统计下方数据中包含字符串“what”的行数，区分大小写，只回答一个数字。

################

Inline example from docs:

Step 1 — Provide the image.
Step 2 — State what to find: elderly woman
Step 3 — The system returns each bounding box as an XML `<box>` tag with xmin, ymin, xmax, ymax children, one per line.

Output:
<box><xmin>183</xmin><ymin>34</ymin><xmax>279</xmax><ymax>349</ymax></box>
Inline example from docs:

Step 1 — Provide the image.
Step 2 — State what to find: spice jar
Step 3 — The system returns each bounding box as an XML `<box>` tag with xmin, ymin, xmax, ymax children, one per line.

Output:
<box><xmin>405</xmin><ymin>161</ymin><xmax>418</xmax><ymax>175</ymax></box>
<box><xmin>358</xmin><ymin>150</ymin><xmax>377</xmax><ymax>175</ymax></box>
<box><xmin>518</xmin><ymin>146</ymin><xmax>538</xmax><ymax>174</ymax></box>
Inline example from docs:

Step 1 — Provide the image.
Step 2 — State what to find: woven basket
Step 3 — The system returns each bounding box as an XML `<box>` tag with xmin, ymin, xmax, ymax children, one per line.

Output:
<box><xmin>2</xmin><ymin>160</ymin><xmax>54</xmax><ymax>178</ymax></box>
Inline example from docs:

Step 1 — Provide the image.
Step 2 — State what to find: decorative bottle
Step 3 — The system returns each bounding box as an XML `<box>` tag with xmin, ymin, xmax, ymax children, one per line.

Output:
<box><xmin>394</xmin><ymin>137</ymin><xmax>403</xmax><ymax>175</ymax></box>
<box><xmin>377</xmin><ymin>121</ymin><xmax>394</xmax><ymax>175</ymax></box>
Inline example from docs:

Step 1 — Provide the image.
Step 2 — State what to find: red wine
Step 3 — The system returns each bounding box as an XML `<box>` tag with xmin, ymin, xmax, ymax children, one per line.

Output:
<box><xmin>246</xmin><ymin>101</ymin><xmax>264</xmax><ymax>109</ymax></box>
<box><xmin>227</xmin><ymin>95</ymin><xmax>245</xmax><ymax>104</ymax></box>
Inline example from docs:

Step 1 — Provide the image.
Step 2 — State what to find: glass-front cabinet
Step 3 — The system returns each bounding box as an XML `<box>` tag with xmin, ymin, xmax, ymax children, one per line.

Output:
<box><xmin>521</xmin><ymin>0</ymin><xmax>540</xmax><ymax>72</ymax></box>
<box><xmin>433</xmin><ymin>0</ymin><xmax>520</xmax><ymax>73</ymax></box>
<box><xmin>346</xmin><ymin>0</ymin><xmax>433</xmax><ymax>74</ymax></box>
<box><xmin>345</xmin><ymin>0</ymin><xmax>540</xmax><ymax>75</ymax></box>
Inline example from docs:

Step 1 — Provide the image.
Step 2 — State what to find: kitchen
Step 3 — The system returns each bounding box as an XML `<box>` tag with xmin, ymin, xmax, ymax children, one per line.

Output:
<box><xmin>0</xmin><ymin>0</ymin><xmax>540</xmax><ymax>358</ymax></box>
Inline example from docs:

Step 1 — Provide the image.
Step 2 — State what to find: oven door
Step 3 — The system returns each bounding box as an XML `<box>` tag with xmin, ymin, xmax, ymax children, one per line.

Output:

################

回复: 8